Dorothy the skunk is on her way home to California. But not without a stink at the border.
It wasn't because of Dorothy spraying. It was U.S. customs officers who, though the skunk's paperwork was all in order, couldn't believe she might not be an illegal immigrant, says Nathalie Karvonen, director of the Toronto Wildlife Centre.
It took more than an hour for rescue worker Alison Cooper to talk her way from Windsor to Detroit, Karvonen said yesterday. "It was a different officer to the one we'd been dealing with and the reaction was, `You're doing what?' Cooper finally had to leave her passport as surety and retrieve it on her way back."
The skunk showed up in Mississauga Jan. 5 in a truckload of piping that had been on the road from Torrance, south of Los Angeles, for a week. Dorothy had crawled into a pipe before it was loaded and fallen asleep.
The problem was returning her. Not only would it be illegal to release her into the wild in Ontario; skunks are territorial and she wouldn't survive long.
The centre needed a volunteer to drive Dorothy the 3,500 kilometres home. Not everyone is prepared to share their vehicle with a skunk, though, Karvonen pointed out, "they're very gentle animals who ... are not very quick to spray."

[Shape-labeling records]
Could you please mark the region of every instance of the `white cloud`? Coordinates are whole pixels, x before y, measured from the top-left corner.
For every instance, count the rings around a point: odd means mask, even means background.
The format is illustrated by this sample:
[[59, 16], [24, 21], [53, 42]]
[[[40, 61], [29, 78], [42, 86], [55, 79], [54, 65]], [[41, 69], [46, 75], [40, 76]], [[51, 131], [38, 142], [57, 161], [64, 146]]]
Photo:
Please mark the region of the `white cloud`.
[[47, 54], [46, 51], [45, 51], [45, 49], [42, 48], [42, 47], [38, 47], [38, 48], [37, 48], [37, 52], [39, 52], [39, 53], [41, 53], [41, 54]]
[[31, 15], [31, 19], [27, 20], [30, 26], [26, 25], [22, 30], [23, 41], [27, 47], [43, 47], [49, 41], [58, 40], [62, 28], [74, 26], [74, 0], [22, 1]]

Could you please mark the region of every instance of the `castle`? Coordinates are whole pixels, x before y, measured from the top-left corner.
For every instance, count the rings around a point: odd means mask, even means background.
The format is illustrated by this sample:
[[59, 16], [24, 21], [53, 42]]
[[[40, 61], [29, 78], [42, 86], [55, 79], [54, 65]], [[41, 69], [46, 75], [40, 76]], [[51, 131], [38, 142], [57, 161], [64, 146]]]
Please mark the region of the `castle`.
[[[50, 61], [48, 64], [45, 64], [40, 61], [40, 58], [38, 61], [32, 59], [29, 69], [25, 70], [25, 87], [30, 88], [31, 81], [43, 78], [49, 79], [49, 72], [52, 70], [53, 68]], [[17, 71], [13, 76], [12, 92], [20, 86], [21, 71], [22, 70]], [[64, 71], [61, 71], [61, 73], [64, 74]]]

- GOAL -
Proceed with the skunk news article from the point at which it stops, beyond the lines above.

- TASK OUTPUT -
Once her plight was made public, the centre had offers of help from as far away as Switzerland. And she'd found a name.
The centre is careful never to think of its charges as anything but wild animals. Pet names are a no-no. But some people started calling the skunk Dorothy, after the heroine of The Wizard of Oz. "She fell asleep and woke up somewhere totally strange," Karvonen said.
Trace Nealy, host of a California radio station morning show, and her producer, Ryan Miller, took vacation time to pick up Dorothy from Detroit in an RV. They collected her from Cooper on Monday.
"She's awfully cute," they said yesterday in a blog from the road. "It smells fine so far. No problems yet."
The trip will take about four days and each night they'll stop at a wildlife refuge where experts will tend to Dorothy.
"We expect her to be released Friday evening," Karvonen said. "She should be fine."